▸ **PROBLEMS AND TASKS**
1. Using the article excerpt, answer these:
(a) What amount of damages was Piscitelli awarded in 2006?
(b) How old was Dabbene in November 2000?
(c) To what job did Reina reassign Dabbene?
2. Reproduce word for word the stretch of the article excerpt from "Reina also told" through "all religious orders.".

▸ **SOURCE EXCERPT**
^^^^^^^^^^^^^^^^
In 2006, he won a civil suit against them and was awarded damages of $600,000. But his victory was no compensation for a childhood lost to sexual and physical abuse.

Piscitelli said he never received an apology from the Salesians — until CNN contacted the order as part of its investigation.

“They know that somebody is investigating their behavior, and they are doing damage control,” he said. “They have never apologized since I sued in 2003. They continued to call me a liar long after I won the court case in 2006 … then the phony hollow apology arrives.”

Praying for the priest

Dabbene rose through the ranks to become Principal of Salesian High School, Director of Don Bosco Tech in Rosemead, California, and to serve on the Archdiocesan Board of Education in Los Angeles.

But in November 2000, the priest and educator — by then aged 63 — was caught in a car on the San Francisco waterfront, with his trousers unzipped and accompanied by a 17-year-old boy.

The then Provincial for the order’s Western Province, Father Nick Reina, wrote to the local Salesian community, saying he was “dismayed and upset” by the allegations against Dabbene, and cautioning: “We do not yet know all the facts.”

“If all the allegations made are found to have merit, then we owe a very great apology indeed to all who may have been touched by this situation,” he wrote.

But Reina raised some eyebrows when he asked the Salesians to pray not only for Dabbene’s victim, but also for the priest himself.

“I ask you to join me in prayer for the young person involved in this incident and any family members,” he wrote. “I also ask for your prayers for Father Dabbene and all Salesian brothers and priests who minister in the San Francisco province.”

Reina also told a local newspaper, “It’s a bad experience for him [Dabbene] — he’s devastated.”

Wall, who has investigated hundreds of sexual abuse cases involving the Catholic Church, believes that outward sympathy with an accused priest, rather than his victim, is a behaviour common to all religious orders.

“This is a sexualized celibate system,” he told CNN. “When you have a sexualized celibate system, you have people that will not report on one another. And you have a system whereby children are lower valued than a priest or a member of the religious order. So, if they commit a crime, you look away.”

After Dabbene admitted attempting to molest the minor found in his car, he was handed a suspended sentence. Reina reassigned him to work as an archivist at the Salesians’ headquarters in San Francisco — a position he held until his death in 2010. Dabbene was never removed from the Salesian order.

Unlike Piscitelli, Stein did not take the Salesians to court, but in 2002 he says he finally confronted his own feelings about what happened to him, following the Boston Globe’s exposé of sexual abuse in the Catholic Church.

“I was on a retreat at my kid’s school, and we were just in a small group of guys sharing who we were, sort of spiritually, in our lives. I waited until the very end, and … then I just sort of erupted and I just blurted out, ‘I was abused.’”

“It was the first time I had said that out loud and sort of admitted it to myself that I was, you know, in that group of people. So it was sort of a shock for me … to realize that — it had been so long.”
^^^^^^^^^^^^^^^^
▸ **RECORDS SHOWN**
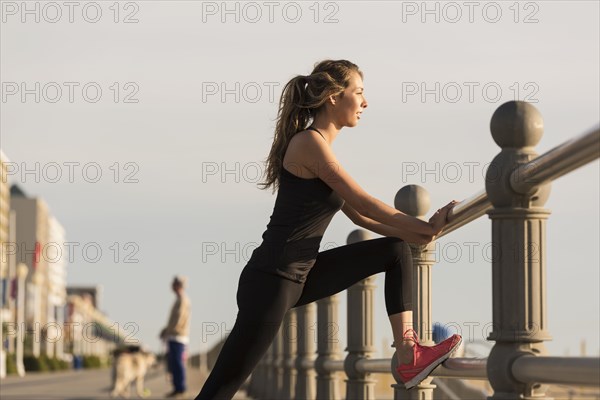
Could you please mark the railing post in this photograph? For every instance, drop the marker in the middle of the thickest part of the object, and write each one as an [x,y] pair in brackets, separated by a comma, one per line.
[305,380]
[289,332]
[327,347]
[269,371]
[257,379]
[276,383]
[519,252]
[414,200]
[360,332]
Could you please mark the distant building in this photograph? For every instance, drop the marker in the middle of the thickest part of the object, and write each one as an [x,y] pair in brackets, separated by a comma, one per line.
[32,225]
[88,330]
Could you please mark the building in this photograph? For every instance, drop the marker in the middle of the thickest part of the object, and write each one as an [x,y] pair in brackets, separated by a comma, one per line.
[88,332]
[32,226]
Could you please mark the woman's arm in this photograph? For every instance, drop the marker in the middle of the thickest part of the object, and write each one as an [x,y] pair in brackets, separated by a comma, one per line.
[319,158]
[384,230]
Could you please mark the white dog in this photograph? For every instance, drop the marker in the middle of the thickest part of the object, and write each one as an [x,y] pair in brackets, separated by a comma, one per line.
[129,367]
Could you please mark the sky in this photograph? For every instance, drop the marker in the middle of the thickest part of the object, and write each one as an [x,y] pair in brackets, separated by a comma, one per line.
[146,124]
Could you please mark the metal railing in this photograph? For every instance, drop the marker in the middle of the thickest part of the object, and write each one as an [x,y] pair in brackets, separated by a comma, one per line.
[516,189]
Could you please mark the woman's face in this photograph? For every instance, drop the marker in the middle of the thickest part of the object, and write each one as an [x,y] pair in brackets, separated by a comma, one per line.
[349,106]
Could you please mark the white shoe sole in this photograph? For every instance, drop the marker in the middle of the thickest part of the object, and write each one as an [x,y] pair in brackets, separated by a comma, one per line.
[425,373]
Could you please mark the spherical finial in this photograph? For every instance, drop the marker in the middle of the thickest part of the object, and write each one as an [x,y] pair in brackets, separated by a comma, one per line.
[358,235]
[412,200]
[517,124]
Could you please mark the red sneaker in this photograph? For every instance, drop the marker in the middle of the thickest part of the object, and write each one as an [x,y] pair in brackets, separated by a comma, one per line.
[425,359]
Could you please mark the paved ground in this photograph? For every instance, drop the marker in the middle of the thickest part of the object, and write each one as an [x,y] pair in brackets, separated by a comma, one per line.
[87,385]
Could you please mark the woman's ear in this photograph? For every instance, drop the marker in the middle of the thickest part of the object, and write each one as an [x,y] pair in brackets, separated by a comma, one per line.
[332,99]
^^^^^^^^^^^^^^^^
▸ **ANSWERS PROVIDED**
1.
(a) $600,000
(b) 63
(c) Archivist at the Salesians' headquarters in San Francisco

2.
Reina also told a local newspaper, “It’s a bad experience for him [Dabbene] — he’s devastated.”

Wall, who has investigated hundreds of sexual abuse cases involving the Catholic Church, believes that outward sympathy with an accused priest, rather than his victim, is a behaviour common to all religious orders.